### Dataset records

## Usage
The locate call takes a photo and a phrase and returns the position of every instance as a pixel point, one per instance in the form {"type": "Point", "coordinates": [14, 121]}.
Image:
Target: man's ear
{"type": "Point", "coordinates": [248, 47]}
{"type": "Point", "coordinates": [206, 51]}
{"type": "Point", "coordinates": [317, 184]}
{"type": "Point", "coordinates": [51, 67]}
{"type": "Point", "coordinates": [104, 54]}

######

Short exercise:
Recast these lines as a numbered list, leaving out any blank lines.

Task output:
1. ## Usage
2. The locate call takes a photo and a phrase and returns the position of every instance as a pixel point, one per instance in the form {"type": "Point", "coordinates": [14, 121]}.
3. Image:
4. Target: man's ear
5. {"type": "Point", "coordinates": [248, 47]}
6. {"type": "Point", "coordinates": [206, 51]}
7. {"type": "Point", "coordinates": [317, 184]}
8. {"type": "Point", "coordinates": [51, 67]}
9. {"type": "Point", "coordinates": [104, 54]}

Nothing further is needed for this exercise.